• [Texte fourni]
###

Une figure islamiste de l'opposition au Bangladesh a été condamnée à mort jeudi pour meurtre, viol et persécutions religieuses lors de la lutte pour l'indépendance menée contre le Pakistan en 1971, un verdict qui a provoqué des heurts entre police et manifestants, faisant au moins 30 morts.

Delwar Hossain Sayedee, vice-président du Jamaat-e-Islami, le plus grand parti islamiste du pays, est le deuxième responsable politique condamné à la peine capitale par le très controversé «Tribunal international des crimes» du Bangladesh (ICT), situé à Dacca.

«Il a été condamné à mort, c'est une victoire pour le peuple», a déclaré le procureur, Syed Haider Ali. L'accusé a été reconnu coupable de huit chefs d'accusation, dont le meurtre, le viol et la conversion forcée d'hindous à l'Islam.

Selon le procureur, le verdict apportera la justice aux personnes qui ont perdu leurs proches aux mains des milices pro-pakistanaises, dont faisaient partie Sayedee et d'autres dirigeants du parti Jamaat.

###

• [Section des données]
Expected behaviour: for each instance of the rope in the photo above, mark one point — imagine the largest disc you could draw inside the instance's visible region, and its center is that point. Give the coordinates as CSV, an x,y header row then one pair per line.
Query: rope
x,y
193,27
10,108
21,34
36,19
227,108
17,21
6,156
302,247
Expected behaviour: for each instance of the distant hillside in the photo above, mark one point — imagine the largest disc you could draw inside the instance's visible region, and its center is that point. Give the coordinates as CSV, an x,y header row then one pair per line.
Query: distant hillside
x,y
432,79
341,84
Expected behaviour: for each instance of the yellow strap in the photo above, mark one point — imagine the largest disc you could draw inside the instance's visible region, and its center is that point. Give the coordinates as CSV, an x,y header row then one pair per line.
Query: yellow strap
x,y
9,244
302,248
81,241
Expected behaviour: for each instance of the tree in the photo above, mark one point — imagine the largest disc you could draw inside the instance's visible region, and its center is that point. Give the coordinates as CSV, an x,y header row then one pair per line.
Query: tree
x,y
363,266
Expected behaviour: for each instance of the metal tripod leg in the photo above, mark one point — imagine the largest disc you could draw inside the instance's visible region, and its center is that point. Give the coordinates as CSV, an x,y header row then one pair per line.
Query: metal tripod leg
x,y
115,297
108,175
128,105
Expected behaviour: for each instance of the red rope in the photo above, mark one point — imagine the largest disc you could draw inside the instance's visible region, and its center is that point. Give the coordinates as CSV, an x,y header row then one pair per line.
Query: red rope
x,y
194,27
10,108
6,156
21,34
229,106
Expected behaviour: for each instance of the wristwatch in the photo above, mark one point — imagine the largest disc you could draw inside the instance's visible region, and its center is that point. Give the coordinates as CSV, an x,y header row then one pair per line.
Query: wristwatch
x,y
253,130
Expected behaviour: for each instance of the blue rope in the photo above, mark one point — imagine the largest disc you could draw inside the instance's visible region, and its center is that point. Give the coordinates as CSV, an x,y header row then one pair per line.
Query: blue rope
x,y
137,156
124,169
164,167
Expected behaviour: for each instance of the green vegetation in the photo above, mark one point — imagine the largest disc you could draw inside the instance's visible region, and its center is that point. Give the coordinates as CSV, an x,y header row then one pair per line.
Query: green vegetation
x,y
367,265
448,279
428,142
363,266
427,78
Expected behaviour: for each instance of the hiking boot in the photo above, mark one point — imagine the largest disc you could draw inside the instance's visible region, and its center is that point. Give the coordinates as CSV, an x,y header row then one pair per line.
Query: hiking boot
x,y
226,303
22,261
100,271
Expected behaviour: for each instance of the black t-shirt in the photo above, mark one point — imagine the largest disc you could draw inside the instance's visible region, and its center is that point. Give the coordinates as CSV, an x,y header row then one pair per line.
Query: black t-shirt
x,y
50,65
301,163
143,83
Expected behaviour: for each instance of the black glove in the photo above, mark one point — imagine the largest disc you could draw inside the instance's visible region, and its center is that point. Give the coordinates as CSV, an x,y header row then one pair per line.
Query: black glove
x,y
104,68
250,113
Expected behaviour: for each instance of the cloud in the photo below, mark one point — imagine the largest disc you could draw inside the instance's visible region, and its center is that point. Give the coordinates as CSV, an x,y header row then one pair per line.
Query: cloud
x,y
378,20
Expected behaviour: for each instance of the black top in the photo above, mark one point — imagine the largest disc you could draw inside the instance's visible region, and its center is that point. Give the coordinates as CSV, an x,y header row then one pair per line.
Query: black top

###

• [Consigne] Résumez en deux phrases le texte fourni sur la condamnation de Delwar Hossain Sayedee. Les lignes n'ont aucun lien avec le texte fourni.

• [Réponse à l'exercice] Delwar Hossain Sayedee, vice-président du Jamaat-e-Islami, a été condamné à mort jeudi par le Tribunal international des crimes du Bangladesh pour meurtre, viol et persécutions religieuses commis lors de la lutte pour l'indépendance contre le Pakistan en 1971. Ce verdict, qui a provoqué des heurts entre police et manifestants faisant au moins 30 morts, apportera selon le procureur la justice aux personnes ayant perdu leurs proches aux mains des milices pro-pakistanaises.